Exercise passage =>
──────
When Democrats accused the Trump campaign and its allies, including Roger Stone, of intimidating voters, the Supreme Court was once again asked to supervise the state’s voting process. The Court declined to intervene, but Justice Ginsburg—echoing Justice Stevens from 12 years earlier—made clear her expectation that state officials would take all necessary steps to prevent the wrongful disenfranchisement of valid voters.
In addition to Ohio, Florida of course received the attention of litigators in 2016. There was a successful suit to extend the state’s voter registration deadline because of Hurricane Matthew. A few days later, in mid-October, there was another successful suit to enjoin the state’s procedures for invalidating absentee ballots because of a signature mismatch.
Reflecting the increasing importance of absentee ballots as a preferred method of voting, there was also litigation over Arizona’s rules regarding the handling of absentee ballots by third parties. The Ninth Circuit enjoined the state’s rules as violating both the Voting Rights Act and the federal Constitution, issuing its ruling four days before Election Day. The very next day the Supreme Court stayed that ruling in a one-line order, presumably on the ground that the Ninth Circuit had interfered with an election after the casting of ballots was already under way.
──────
Entries from a dataset =>
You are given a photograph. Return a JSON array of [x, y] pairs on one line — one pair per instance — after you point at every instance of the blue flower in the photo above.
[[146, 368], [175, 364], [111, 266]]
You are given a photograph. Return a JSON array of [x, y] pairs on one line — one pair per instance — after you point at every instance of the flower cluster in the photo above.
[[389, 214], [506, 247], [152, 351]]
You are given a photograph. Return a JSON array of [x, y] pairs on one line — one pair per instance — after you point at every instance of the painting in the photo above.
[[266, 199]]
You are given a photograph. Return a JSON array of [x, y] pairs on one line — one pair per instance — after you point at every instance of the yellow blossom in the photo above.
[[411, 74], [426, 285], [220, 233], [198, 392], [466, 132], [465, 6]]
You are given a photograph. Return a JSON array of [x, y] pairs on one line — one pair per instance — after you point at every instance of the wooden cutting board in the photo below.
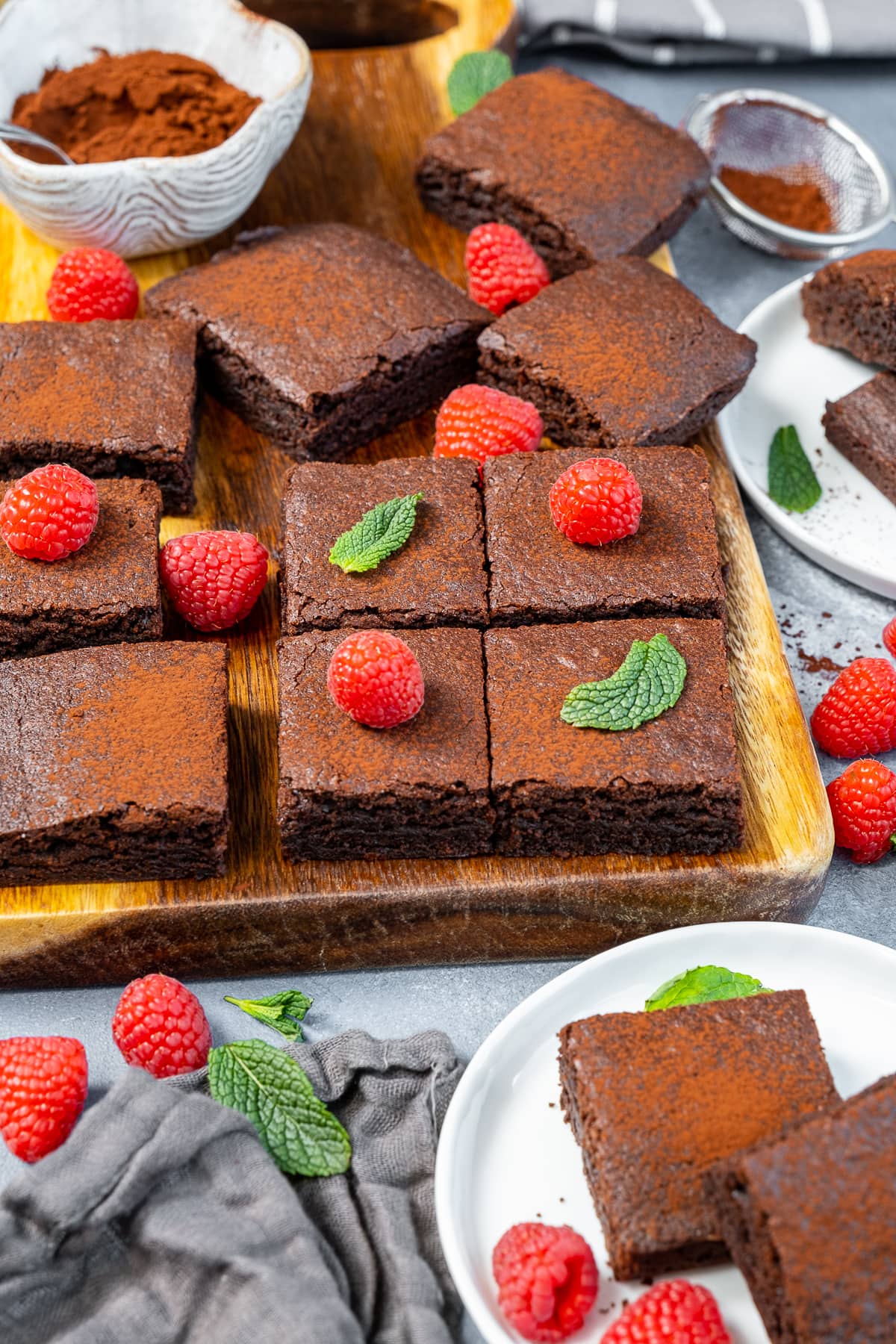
[[352, 161]]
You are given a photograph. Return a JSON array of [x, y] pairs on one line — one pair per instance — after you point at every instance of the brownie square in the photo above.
[[581, 174], [324, 336], [113, 764], [850, 304], [538, 574], [618, 354], [107, 593], [109, 398], [413, 792], [656, 1098], [672, 785], [862, 426], [810, 1222], [435, 578]]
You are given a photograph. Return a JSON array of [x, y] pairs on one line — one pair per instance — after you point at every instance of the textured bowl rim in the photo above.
[[57, 175]]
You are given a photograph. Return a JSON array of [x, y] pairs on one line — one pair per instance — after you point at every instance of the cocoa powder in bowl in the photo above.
[[153, 104]]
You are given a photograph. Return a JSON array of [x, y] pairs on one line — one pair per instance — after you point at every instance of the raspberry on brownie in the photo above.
[[582, 175], [324, 336], [618, 354]]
──────
Task item A =>
Answer these about the passage on 2016 election lawsuits:
(i) What storm led to a successful suit to extend Florida's voter registration deadline?
(ii) How many days before Election Day did the Ninth Circuit issue its ruling on Arizona's rules?
(iii) Which justice made clear her expectation that state officials would prevent the wrongful disenfranchisement of valid voters?
Task item B => Go on with the passage on 2016 election lawsuits, starting right after its last sentence.
You won't need the entries for any of this.

Answer space A =>
(i) Hurricane Matthew
(ii) Four days
(iii) Justice Ginsburg

Answer space B =>
Wisconsin, reflecting its new status as a pivotal state, was also the site of intense litigation in 2016 over its voter identification law, as well as other election procedures. Multiple lawsuits bounced between different district courts and the Seventh Circuit, creating considerable confusion as to just what were the rules to be enforced. The upshot for any attorney able to read the flurry of opinions in these cases was that no voter willing to undertake the effort of obtaining an ID from the state’s Department of Motor Vehicles was to be denied the right to cast a ballot that would count. But not all affected voters were capable of following all the twists and turns of the complicated legal maneuvers, and it is not at all clear that voters adequately understood that they were being protected by the federal judiciary from the disenfranchising effects of the state’s statutes.
There remains a great debate among politicians as well as political scientists about whether Wisconsin’s restrictive laws had the effect of suppressing turnout enough to determine the outcome of the presidential election in the state, despite the genuine but perhaps futile desire of the federal judiciary to prevent that kind of improper manipulation of the voting rules. (Wisconsin alone wasn’t enough to affect the overall Electoral College outcome in 2016, but even the possibility that a single battleground state might be flipped by a strategy of preventing eligible voters from casting ballots is a reason to fear that something even more pivotally pernicious might happen in the future.)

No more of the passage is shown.